Data for this exercise:
--- BEGIN ---
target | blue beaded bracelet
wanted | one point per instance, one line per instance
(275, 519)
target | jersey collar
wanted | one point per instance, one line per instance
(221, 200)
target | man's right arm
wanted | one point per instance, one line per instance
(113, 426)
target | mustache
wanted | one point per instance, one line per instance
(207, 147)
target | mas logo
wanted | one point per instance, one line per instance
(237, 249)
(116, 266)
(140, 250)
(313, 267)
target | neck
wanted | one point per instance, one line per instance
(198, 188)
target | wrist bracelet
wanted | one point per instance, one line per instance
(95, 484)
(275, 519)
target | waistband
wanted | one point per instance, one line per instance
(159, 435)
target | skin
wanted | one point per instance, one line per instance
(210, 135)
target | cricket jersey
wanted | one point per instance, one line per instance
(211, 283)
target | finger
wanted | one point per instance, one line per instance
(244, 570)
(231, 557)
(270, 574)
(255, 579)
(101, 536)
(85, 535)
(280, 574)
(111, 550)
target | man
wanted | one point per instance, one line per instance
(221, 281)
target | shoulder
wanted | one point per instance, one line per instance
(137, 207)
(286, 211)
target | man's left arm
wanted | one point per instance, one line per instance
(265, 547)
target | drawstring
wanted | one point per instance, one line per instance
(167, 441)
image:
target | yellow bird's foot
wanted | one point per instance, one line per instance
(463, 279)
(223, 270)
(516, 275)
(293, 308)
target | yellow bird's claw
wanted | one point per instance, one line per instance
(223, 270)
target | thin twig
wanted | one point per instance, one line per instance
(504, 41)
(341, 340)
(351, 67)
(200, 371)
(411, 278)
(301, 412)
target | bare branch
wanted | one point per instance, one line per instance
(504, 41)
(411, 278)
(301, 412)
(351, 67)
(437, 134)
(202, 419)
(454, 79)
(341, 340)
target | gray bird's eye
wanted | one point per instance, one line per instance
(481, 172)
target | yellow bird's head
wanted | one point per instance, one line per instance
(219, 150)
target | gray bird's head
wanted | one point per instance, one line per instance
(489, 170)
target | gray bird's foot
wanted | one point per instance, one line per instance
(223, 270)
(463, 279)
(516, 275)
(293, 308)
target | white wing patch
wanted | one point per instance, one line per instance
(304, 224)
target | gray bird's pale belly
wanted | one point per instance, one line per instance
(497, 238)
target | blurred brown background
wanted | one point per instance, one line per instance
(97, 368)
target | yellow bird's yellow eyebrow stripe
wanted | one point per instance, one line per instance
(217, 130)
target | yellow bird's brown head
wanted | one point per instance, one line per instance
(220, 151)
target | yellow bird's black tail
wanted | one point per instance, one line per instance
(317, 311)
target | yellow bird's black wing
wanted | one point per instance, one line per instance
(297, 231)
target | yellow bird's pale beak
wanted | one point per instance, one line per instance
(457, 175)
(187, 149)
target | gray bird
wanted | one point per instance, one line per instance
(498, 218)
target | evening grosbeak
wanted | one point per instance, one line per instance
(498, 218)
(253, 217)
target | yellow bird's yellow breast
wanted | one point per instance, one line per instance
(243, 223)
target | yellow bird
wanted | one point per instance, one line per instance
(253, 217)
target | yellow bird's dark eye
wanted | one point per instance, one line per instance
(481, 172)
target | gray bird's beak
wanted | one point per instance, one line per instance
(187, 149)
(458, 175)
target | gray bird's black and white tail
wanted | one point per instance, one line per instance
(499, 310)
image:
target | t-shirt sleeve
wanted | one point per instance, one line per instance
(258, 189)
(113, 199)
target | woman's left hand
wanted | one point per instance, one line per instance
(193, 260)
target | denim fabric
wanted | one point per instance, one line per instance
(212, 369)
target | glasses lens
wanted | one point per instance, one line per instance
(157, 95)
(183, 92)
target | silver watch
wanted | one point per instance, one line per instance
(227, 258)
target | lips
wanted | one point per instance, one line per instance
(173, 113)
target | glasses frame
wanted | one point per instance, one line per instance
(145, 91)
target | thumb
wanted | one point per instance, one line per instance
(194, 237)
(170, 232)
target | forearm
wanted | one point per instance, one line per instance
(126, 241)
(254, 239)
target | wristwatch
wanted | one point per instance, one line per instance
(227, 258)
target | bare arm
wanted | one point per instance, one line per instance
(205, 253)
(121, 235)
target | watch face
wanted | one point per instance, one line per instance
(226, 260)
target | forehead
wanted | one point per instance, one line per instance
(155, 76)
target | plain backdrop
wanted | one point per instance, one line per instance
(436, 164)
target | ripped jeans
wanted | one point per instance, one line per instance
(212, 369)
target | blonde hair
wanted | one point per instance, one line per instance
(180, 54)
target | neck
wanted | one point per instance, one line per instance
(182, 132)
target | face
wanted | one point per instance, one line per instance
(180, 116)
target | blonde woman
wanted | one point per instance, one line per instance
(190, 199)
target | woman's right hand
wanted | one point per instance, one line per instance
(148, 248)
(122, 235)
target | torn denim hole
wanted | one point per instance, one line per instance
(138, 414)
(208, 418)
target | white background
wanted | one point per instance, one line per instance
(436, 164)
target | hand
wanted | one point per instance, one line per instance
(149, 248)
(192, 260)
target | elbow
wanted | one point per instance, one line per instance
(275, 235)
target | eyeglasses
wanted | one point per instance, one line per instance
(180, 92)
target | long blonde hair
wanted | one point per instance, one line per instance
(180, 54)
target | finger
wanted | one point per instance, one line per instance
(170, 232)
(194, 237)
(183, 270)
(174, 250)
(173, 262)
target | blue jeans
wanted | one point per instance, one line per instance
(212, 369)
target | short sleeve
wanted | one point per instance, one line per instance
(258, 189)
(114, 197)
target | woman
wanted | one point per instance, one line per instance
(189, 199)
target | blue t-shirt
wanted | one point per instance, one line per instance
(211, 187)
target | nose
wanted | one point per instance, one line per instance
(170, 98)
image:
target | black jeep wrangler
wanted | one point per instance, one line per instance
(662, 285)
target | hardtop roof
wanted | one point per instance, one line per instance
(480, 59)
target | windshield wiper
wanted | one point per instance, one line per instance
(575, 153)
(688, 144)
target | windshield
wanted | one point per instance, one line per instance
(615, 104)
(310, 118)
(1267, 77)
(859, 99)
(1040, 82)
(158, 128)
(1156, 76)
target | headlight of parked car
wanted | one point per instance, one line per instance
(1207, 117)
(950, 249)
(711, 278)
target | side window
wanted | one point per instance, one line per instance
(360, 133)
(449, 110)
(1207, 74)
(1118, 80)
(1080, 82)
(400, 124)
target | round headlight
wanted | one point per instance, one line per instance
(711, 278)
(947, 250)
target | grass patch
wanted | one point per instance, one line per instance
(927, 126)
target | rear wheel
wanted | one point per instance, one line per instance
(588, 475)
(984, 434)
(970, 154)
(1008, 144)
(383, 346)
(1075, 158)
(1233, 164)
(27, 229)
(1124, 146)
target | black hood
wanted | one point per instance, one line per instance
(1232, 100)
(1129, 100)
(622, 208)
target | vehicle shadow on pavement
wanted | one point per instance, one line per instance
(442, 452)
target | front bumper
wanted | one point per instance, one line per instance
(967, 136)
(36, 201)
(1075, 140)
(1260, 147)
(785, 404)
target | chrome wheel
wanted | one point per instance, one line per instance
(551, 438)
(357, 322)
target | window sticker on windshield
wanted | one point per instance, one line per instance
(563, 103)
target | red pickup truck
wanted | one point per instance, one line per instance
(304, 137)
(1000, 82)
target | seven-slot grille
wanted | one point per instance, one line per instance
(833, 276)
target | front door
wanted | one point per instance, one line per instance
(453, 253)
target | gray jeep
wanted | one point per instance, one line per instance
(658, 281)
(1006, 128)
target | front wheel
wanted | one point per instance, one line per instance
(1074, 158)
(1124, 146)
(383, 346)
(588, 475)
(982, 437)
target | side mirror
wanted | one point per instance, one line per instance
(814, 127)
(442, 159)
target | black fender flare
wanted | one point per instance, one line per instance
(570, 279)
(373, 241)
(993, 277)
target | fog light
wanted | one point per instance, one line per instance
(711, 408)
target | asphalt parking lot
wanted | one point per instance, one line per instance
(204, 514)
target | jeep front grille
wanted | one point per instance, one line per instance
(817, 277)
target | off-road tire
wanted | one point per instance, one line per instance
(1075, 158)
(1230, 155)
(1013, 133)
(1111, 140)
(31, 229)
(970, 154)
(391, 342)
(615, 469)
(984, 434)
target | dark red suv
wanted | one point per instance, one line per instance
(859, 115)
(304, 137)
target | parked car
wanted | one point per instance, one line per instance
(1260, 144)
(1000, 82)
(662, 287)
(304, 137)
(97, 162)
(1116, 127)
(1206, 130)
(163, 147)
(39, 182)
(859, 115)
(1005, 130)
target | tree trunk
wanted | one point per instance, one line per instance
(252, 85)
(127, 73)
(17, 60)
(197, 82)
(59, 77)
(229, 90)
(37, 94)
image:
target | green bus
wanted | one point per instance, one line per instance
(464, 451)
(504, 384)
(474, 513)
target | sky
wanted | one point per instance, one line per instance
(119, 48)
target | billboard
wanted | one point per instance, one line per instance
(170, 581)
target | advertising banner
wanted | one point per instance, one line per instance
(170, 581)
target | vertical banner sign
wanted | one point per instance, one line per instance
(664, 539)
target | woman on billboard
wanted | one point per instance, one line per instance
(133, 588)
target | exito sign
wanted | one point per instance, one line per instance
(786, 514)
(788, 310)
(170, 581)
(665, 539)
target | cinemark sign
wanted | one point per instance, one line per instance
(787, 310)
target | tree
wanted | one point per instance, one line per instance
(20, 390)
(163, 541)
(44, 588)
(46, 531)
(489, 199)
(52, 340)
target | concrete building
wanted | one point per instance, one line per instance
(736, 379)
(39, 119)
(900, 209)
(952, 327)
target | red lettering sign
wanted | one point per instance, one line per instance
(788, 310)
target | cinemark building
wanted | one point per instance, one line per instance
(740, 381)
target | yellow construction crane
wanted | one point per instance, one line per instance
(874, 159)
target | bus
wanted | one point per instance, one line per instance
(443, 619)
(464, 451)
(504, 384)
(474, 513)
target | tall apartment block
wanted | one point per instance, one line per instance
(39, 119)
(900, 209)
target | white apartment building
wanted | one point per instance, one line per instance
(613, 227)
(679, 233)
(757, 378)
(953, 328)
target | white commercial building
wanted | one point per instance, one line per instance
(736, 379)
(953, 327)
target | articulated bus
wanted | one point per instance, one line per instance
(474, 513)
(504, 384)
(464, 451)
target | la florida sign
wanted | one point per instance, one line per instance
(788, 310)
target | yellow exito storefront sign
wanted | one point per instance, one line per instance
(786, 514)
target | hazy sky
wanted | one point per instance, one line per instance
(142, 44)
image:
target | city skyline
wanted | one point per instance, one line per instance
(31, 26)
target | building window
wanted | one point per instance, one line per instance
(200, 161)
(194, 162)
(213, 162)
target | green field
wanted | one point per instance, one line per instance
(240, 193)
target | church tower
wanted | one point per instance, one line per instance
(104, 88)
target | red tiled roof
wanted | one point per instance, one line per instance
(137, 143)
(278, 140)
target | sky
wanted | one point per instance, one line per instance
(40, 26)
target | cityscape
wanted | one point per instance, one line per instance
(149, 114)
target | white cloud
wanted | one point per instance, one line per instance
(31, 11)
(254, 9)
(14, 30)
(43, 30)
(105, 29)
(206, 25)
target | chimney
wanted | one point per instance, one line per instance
--- END ---
Problem statement: Write out the lines above from the one containing "target | green field" through the last, exactly as they are.

The result:
target | green field
wanted | one point per instance, one line per instance
(240, 193)
target | church tower
wanted | one point per instance, one line per instance
(104, 88)
target | red tiled roof
wanted | one point per instance, one line per instance
(137, 143)
(278, 140)
target | sky
wanted | one point per instance, one line per instance
(40, 26)
target | cityscape
wanted | one point per instance, one line per instance
(149, 114)
target | white cloud
wanted | one point per instance, one line per instance
(31, 11)
(254, 9)
(14, 30)
(43, 30)
(105, 29)
(206, 25)
target | chimney
wanted | one point per instance, one line per instance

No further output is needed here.